*Task directions:*
Can you filter the records below and copy out every line that contains the string "white"?

======== The records ========

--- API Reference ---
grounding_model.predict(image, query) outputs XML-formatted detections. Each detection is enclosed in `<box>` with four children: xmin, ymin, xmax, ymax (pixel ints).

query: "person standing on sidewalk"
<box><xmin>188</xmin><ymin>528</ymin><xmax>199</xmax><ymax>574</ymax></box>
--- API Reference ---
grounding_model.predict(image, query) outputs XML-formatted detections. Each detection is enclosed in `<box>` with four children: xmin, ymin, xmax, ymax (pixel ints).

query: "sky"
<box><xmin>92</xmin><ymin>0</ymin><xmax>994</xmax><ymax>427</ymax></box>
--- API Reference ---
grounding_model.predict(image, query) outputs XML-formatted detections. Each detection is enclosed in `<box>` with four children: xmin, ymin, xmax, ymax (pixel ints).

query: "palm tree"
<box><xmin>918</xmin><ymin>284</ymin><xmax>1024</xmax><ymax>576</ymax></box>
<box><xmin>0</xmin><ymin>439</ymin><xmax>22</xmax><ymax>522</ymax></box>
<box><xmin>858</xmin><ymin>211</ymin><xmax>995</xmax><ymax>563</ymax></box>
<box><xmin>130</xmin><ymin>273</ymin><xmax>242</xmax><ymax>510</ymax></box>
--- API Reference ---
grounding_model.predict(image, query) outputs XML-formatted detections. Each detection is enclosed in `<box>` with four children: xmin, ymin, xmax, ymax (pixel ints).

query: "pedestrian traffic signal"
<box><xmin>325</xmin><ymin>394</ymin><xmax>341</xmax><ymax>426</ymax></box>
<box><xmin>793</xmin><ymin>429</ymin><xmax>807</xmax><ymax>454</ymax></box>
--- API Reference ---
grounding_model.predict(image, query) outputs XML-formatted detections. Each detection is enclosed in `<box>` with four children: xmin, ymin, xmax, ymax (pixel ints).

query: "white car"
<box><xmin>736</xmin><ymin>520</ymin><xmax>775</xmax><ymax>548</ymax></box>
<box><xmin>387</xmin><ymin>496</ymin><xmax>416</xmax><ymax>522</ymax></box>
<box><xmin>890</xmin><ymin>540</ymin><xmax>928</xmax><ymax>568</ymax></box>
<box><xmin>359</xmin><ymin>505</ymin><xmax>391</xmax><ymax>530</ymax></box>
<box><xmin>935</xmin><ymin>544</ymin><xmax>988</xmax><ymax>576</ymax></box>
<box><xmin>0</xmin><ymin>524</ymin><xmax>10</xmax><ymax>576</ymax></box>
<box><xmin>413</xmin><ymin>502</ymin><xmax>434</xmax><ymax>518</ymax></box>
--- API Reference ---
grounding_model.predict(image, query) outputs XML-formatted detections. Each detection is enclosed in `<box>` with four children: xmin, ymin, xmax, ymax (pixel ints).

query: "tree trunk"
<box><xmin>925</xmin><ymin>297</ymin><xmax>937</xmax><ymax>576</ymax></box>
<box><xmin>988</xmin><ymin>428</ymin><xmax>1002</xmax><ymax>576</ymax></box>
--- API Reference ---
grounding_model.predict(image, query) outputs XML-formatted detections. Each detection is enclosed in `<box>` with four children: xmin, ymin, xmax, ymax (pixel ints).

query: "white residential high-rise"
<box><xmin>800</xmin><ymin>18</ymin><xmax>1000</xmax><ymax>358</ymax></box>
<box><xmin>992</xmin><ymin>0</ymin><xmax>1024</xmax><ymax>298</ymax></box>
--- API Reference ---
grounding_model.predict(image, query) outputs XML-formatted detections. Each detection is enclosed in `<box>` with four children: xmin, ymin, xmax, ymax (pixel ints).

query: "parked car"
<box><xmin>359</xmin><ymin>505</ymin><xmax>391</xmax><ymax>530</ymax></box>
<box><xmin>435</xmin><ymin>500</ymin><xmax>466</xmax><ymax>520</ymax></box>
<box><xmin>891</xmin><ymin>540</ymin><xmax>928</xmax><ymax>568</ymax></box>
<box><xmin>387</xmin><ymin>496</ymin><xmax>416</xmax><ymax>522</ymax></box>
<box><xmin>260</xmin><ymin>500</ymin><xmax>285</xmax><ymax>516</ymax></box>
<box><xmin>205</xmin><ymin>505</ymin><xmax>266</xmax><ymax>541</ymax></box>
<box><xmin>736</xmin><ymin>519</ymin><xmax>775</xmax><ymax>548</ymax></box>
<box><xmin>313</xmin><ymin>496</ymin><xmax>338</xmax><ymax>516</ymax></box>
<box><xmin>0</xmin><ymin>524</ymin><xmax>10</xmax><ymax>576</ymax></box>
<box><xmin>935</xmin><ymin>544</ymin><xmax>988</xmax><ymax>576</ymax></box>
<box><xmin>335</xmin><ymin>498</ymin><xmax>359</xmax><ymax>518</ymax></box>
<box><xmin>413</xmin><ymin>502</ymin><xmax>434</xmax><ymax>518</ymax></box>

========

*In response:*
query: "white car"
query: "white residential high-rise"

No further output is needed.